- Opening Delimiter -

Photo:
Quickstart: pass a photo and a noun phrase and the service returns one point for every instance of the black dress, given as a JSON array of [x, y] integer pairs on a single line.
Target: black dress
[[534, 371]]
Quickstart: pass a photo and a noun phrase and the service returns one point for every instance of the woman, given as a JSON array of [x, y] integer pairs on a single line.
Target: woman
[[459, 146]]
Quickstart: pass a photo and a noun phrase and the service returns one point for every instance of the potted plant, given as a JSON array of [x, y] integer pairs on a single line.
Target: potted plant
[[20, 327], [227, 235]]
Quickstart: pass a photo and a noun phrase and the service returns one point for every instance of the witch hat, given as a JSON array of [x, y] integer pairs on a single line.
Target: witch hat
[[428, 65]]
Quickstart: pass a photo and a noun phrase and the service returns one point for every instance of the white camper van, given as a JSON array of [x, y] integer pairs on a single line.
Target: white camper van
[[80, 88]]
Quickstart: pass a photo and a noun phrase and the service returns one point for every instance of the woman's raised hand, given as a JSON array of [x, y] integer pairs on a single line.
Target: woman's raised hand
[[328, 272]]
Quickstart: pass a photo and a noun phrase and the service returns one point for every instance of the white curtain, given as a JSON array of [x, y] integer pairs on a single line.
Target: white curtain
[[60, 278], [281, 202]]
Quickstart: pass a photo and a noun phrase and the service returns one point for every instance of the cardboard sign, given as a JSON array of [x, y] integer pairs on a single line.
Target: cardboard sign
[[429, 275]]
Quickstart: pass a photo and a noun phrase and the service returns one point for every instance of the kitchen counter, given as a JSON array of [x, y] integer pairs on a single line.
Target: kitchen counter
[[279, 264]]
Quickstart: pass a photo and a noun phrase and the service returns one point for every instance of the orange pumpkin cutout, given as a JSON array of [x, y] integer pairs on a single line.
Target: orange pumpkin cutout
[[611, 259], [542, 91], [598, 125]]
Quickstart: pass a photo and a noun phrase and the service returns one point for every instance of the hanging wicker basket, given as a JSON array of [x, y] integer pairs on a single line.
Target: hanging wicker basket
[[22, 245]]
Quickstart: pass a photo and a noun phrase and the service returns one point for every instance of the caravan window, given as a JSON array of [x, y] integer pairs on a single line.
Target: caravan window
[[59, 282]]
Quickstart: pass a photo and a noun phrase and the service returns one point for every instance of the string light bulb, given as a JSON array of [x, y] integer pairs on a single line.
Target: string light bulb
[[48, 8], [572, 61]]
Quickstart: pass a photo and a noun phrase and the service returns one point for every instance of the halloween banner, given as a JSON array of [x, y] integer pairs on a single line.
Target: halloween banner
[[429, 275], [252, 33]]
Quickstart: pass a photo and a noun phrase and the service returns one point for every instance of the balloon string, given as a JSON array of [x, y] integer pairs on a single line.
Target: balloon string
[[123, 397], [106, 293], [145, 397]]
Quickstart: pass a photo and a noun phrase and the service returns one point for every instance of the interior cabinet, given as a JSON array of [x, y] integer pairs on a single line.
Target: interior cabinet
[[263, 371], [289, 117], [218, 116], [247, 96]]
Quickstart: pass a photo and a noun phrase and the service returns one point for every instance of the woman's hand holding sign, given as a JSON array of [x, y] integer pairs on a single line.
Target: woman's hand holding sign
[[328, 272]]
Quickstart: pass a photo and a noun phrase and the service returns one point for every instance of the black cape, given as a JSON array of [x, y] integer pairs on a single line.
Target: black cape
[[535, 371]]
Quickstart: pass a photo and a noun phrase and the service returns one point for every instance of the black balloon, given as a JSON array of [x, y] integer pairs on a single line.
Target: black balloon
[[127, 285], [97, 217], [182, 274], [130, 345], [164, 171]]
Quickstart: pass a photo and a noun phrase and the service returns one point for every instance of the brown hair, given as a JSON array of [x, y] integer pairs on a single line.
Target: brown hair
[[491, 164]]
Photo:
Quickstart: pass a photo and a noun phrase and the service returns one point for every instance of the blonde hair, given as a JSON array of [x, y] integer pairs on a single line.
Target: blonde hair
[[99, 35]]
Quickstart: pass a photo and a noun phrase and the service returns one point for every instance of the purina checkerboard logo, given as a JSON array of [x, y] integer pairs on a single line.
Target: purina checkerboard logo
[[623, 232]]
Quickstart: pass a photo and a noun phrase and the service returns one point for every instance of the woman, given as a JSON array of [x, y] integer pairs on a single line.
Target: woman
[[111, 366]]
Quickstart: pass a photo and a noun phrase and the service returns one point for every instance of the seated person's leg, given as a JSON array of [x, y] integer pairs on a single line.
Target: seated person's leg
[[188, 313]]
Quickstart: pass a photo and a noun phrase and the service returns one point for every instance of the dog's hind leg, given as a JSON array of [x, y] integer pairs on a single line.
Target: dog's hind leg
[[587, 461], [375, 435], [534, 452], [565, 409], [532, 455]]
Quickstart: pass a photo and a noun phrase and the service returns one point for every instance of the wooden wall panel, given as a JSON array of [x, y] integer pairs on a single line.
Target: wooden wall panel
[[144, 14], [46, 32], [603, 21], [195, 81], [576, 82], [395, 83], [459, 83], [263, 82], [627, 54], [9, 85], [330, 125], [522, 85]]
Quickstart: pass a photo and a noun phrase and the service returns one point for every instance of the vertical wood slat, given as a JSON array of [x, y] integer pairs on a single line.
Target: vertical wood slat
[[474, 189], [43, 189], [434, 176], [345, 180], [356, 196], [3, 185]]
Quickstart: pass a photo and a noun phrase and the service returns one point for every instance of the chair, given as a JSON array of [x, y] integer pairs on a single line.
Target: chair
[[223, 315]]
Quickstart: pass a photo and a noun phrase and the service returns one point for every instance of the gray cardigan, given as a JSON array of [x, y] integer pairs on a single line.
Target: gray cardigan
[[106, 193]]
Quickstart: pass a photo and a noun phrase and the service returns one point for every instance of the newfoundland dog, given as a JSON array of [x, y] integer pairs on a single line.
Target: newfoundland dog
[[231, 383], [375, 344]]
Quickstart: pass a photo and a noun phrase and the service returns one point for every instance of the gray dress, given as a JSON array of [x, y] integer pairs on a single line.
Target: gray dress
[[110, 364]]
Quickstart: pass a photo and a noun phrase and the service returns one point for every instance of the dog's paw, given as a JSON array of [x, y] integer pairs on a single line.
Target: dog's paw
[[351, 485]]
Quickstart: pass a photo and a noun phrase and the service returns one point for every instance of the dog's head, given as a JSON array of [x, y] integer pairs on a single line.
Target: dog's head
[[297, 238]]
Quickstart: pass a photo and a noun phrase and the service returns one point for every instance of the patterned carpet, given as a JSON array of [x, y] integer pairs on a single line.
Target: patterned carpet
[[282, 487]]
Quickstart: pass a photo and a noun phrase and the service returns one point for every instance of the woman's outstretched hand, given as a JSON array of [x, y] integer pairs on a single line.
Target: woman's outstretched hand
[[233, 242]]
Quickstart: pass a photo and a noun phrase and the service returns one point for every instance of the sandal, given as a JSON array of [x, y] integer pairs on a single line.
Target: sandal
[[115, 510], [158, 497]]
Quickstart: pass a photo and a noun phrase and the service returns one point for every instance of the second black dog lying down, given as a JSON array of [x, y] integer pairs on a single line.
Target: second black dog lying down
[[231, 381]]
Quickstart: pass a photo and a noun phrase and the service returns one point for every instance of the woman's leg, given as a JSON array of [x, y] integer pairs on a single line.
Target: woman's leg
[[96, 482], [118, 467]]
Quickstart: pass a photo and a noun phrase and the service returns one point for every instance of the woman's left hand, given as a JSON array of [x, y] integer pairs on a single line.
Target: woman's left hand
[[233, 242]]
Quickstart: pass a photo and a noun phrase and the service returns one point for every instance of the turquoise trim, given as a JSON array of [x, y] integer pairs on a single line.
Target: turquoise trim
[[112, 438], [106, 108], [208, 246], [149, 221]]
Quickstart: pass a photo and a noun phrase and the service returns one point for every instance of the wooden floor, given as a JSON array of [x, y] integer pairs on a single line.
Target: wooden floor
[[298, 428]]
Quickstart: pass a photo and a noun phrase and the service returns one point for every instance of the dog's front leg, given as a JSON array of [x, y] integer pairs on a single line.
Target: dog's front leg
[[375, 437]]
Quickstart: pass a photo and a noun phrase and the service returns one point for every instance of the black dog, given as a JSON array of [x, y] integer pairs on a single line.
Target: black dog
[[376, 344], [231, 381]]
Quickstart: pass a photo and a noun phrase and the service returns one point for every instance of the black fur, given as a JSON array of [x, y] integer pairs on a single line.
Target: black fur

- Closing Delimiter -

TASK INSTRUCTIONS: The lines to return run from the one containing "Target: turquoise trim" through the last line of the records above. Give them exactly and include nothing more.

ANSWER SECTION:
Target: turquoise trim
[[112, 438], [106, 108], [208, 246], [149, 221]]
Quickstart: pass a photo and a noun phrase and the service returns one point for every instance of the wooden floor, given as a JSON array of [x, y] integer pairs on a single line.
Target: wooden floor
[[298, 428]]
Quickstart: pass a photo and a noun phrase and the service returns one point for every instance of the dog's front leg, given as a JSON array of [x, y] integer pairs on a single line.
Target: dog's front leg
[[375, 437]]
Quickstart: pass a photo and a noun phrase and the service returns one point for every instance of the black dog, given as a JSON array of [x, y] integer pairs on a single line.
Target: black dog
[[376, 344], [231, 381]]
Quickstart: pass a photo and a noun phrase and the service returns one point for every instance of the black fur, given as a JSON array of [x, y] integer pairs on a single line.
Target: black fur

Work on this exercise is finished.